» **Extrait du document**
La boîte à Polars de Jean-Rémi Barland. ‘Comme hier’ de Cai Jun : un thriller sur les arcanes de la mémoire

Publié le 28 janvier 2022 à  22h04 - Dernière mise à  jour le 4 novembre 2022 à  12h32

13 août 2017. Dans une ville chinoise volontairement jamais nommée par l’auteur. Un incendie se déclare au sein d’un appartement de quatre-vingt-dix mètres carrés, situé au sixième étage d’un immeuble résidentiel rue Nanming, de plus de vingt étages et comportant un salon et deux chambres. Avant d’être soumis au déluge des pompiers, la proie des flammes avait rendu les meubles méconnaissables. «Seul l’équipement de l’entrée, de la cuisine, et de la salle de bains avait conservé une parcelle de son aspect d’origine», nous dit-on comme pour nous signaler l’ampleur du désastre.

» **Consigne écrite A**
Pouvez-vous afficher à l'identique, dans la critique du polar, tout ce qui va de « Publié le 28 » jusqu'à « l’ampleur du désastre. » ?
» **Consigne écrite B**
Pouvez-vous compter les lignes des enregistrements qui contiennent la chaîne « window », en tenant compte de la casse, et ne donner que ce nombre ?

» **Données à traiter**
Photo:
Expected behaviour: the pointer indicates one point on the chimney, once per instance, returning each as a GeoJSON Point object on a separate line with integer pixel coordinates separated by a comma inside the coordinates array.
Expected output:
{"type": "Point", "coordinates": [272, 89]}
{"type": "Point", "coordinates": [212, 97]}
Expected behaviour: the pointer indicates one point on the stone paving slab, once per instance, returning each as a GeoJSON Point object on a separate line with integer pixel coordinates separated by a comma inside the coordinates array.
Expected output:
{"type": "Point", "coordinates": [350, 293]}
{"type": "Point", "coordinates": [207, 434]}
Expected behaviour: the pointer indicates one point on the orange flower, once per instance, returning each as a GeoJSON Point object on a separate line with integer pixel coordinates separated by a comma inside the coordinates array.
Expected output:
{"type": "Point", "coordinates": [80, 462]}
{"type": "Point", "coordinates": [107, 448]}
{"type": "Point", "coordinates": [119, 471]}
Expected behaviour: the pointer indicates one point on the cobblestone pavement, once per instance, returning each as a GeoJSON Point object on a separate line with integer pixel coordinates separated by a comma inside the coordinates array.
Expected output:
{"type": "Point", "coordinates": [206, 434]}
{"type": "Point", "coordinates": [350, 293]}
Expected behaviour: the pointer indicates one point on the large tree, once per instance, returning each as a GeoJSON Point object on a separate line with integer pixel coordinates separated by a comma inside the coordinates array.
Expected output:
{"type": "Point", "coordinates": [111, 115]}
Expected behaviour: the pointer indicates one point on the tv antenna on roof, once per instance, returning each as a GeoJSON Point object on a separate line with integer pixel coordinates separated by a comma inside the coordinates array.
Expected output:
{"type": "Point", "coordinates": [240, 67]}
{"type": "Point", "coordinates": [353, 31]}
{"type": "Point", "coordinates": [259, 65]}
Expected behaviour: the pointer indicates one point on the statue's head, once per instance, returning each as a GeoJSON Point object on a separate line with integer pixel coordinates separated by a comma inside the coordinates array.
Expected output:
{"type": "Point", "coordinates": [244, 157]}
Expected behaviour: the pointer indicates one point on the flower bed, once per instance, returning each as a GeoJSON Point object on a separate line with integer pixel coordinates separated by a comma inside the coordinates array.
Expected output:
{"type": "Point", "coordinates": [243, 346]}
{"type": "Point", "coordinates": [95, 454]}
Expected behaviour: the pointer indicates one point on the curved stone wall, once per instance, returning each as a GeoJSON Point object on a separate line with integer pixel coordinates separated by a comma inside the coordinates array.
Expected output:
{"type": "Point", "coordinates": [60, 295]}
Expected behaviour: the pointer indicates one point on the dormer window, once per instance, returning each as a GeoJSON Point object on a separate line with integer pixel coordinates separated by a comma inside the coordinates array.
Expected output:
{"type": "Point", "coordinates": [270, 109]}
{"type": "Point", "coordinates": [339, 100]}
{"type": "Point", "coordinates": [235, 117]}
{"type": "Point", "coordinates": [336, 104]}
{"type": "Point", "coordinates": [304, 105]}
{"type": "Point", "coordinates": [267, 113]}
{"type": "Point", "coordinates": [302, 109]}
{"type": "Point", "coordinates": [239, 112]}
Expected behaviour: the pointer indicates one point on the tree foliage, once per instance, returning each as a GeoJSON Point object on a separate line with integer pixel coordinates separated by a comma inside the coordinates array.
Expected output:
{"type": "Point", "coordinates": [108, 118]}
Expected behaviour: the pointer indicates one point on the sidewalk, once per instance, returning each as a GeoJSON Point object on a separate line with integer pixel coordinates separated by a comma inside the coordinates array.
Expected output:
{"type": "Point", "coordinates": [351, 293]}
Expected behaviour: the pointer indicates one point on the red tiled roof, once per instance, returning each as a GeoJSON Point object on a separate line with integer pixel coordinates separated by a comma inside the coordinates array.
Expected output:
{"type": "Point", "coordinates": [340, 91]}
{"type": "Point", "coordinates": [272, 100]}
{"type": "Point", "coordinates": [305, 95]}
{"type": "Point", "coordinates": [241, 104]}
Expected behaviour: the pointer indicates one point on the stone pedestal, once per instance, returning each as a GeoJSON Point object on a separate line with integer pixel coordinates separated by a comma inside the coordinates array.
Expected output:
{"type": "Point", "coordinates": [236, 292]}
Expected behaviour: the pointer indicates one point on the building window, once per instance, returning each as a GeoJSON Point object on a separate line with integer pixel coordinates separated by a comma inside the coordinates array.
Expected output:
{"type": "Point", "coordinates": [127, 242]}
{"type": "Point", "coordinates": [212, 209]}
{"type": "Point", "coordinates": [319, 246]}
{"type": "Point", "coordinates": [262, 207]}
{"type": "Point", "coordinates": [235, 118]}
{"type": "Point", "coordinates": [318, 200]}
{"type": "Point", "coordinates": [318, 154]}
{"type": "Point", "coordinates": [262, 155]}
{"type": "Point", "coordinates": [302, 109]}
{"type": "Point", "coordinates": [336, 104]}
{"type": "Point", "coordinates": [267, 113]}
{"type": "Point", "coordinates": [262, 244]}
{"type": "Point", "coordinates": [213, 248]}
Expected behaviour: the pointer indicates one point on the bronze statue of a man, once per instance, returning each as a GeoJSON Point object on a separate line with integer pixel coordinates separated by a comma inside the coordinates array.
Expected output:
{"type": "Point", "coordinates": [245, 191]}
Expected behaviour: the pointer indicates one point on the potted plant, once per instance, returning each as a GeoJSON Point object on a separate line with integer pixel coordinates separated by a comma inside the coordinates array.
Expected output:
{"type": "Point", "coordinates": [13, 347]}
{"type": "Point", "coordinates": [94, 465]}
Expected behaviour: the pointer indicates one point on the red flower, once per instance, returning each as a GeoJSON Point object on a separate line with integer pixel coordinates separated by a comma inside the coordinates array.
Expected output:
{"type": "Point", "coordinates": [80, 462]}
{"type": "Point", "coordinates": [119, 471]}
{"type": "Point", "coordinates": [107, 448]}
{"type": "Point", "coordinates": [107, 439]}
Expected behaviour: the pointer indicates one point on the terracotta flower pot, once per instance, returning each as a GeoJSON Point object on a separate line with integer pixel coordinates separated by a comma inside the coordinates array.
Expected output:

» **Réponse complète A**
Publié le 28 janvier 2022 à  22h04 - Dernière mise à  jour le 4 novembre 2022 à  12h32

13 août 2017. Dans une ville chinoise volontairement jamais nommée par l’auteur. Un incendie se déclare au sein d’un appartement de quatre-vingt-dix mètres carrés, situé au sixième étage d’un immeuble résidentiel rue Nanming, de plus de vingt étages et comportant un salon et deux chambres. Avant d’être soumis au déluge des pompiers, la proie des flammes avait rendu les meubles méconnaissables. «Seul l’équipement de l’entrée, de la cuisine, et de la salle de bains avait conservé une parcelle de son aspect d’origine», nous dit-on comme pour nous signaler l’ampleur du désastre.

» **Réponse complète B**
2